> [TASK LIST]
a: In the transcript about moving work online during COVID, what medical field does Dr. Amy Mednick work in?
b: Please carry the transcript about moving work online during COVID further from the point where it stops.

> [EXCERPT PROVIDED]
● ● ●

Dr. Amy Mednick 4:56
Yeah, I mean, I was I was having a similar experience. I'm, of course, as everyone else in the world and COVID moving everything that I was doing online, luckily, I'm in a, I'm in a medical profession that works well enough online, in psychiatry. So, you know, I shifted everything, I had already been doing a little bit of online telehealth. And for me, it was, you know, I have such a, it's interesting for me, because I have a wide slice of the population, because I just have, you know, a lot of different patients and I was kind of peering into everyone's living room during COVID, which was interesting change, you know, the treatment relationship a little bit, a little different context, different than being in my office, but I was just seeing a really wide range of reactions to, to transferring all of life, on to, on to zoom. You know, I work with a lot of I work with leaders, I work with people in business, I work with parents, so just kind of seeing how everyone was, was handling this in different ways, and seeing the effects play out in real time. That was the other interesting thing, the big interesting about the way we wrote this book remotely together, we started pretty early in the pandemic times. So when, when we started to work on this topic, we did not know, any, we didn't know the answers, we didn't know what we were doing with our own experiences out, you know, we knew we were having the problems also. And so we really lived this, we researched and wrote this remotely, you know, together over the course of the year and, and really delved into the research and our own experiences, and our, our clients and patient experiences, to figure out what was happening and what we could do with what we could do about it. So it was really like a living project, because we were figuring it out as we were doing it, and then trying to trying to put it into practice for ourselves as well as you know, those around us. Yeah.

● ● ●

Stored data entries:

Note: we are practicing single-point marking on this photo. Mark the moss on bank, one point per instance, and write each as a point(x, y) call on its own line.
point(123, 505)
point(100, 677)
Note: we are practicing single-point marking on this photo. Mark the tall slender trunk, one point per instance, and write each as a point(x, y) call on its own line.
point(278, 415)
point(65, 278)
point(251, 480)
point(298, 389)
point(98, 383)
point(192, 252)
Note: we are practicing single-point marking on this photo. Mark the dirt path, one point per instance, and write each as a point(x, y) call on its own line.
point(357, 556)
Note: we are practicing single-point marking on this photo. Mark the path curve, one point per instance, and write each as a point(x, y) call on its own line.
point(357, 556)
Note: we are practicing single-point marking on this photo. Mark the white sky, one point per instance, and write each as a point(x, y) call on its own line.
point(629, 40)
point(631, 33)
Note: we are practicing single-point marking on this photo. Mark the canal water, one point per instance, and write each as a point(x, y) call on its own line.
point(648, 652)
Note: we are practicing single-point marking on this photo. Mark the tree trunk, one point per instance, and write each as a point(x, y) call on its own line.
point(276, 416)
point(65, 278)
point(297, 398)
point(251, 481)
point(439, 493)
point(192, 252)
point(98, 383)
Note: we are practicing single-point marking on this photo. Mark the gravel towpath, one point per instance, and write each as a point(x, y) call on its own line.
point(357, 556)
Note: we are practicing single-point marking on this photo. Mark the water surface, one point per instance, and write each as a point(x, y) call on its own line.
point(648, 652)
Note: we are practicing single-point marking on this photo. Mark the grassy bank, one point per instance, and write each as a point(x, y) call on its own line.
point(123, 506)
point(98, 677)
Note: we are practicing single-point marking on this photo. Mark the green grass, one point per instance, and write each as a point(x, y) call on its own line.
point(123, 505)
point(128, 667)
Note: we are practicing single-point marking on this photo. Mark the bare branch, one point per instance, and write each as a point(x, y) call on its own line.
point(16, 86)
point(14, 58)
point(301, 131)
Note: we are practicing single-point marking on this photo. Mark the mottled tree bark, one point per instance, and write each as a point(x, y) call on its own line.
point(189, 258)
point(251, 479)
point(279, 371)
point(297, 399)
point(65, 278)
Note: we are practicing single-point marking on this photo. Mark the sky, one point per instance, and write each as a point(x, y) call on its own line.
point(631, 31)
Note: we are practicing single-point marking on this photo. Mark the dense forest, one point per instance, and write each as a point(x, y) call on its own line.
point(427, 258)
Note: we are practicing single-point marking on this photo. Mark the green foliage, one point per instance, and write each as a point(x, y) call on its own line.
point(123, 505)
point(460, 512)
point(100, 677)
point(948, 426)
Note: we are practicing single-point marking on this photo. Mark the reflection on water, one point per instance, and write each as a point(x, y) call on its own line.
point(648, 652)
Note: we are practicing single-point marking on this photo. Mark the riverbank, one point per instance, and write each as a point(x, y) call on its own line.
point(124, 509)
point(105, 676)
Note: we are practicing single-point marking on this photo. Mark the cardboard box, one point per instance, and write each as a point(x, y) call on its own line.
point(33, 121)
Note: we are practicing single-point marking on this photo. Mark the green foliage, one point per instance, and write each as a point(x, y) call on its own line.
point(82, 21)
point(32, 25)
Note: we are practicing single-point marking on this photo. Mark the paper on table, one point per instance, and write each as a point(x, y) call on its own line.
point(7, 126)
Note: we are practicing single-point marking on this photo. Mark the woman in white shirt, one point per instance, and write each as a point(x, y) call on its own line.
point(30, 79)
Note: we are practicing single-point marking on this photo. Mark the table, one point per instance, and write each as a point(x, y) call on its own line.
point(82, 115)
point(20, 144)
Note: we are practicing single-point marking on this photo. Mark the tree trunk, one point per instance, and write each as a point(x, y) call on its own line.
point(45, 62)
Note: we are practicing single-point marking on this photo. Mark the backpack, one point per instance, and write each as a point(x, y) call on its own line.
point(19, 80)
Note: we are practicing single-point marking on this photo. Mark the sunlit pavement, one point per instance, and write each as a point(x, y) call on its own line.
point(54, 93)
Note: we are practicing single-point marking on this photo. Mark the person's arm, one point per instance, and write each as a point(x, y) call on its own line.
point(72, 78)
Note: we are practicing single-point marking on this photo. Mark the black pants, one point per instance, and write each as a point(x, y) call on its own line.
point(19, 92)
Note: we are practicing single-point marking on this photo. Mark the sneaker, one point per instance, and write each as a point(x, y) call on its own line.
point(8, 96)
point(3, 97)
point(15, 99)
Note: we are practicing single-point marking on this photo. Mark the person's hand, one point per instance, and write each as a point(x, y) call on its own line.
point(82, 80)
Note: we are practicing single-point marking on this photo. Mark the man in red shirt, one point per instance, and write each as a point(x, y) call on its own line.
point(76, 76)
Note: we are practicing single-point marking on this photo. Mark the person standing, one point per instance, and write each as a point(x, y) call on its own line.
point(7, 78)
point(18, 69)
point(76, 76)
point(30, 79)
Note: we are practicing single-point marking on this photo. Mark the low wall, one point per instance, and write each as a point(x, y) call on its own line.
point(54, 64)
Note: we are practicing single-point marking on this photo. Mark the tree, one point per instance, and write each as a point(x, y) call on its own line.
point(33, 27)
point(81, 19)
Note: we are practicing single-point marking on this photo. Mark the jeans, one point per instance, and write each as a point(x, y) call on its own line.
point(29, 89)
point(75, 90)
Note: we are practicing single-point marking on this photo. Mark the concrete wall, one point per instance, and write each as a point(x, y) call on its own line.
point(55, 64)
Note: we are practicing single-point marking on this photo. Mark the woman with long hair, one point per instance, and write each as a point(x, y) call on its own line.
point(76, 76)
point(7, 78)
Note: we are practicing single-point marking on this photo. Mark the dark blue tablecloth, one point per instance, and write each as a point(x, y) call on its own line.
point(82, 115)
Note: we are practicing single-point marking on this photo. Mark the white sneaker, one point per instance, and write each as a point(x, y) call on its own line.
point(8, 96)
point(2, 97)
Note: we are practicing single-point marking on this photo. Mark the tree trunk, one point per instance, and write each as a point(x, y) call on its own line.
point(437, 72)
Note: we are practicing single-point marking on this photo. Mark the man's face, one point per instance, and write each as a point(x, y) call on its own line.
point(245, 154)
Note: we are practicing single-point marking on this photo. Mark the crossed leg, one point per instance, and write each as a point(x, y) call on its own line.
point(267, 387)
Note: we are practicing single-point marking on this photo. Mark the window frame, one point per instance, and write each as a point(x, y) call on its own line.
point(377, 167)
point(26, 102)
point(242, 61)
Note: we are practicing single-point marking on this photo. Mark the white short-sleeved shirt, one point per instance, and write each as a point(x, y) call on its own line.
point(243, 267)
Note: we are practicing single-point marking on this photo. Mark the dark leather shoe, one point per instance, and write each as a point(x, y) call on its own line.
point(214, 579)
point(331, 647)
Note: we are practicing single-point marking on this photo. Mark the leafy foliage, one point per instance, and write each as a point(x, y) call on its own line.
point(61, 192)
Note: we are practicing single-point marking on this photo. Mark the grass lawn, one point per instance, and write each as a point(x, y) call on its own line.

● ● ●

> [RESPONSES IN ORDER]
a: Psychiatry.

b:
Wendy Hanson 7:04
I love it. Because it sounds like so many books like this start with a hypothesis. But you started so early on, you really didn't. You know, it's like hard to have a hypothesis of what is it? We just have to learn and figure out how to deal with this. Yeah,
Dr. Diane Lennard 7:19
we really started with a paradox. A paradox, it's, there's some good things and some difficult things. So you're right.
Wendy Hanson 7:27
Yeah. So you're right about the need for feeling safe and comfortable with others when we work remotely. Because that is, you know, and we just mentioned about being in people's living rooms. And, you know, people learn a lot more about you. What happens when people don't feel safe when this this is a very basic human need, when that's not met?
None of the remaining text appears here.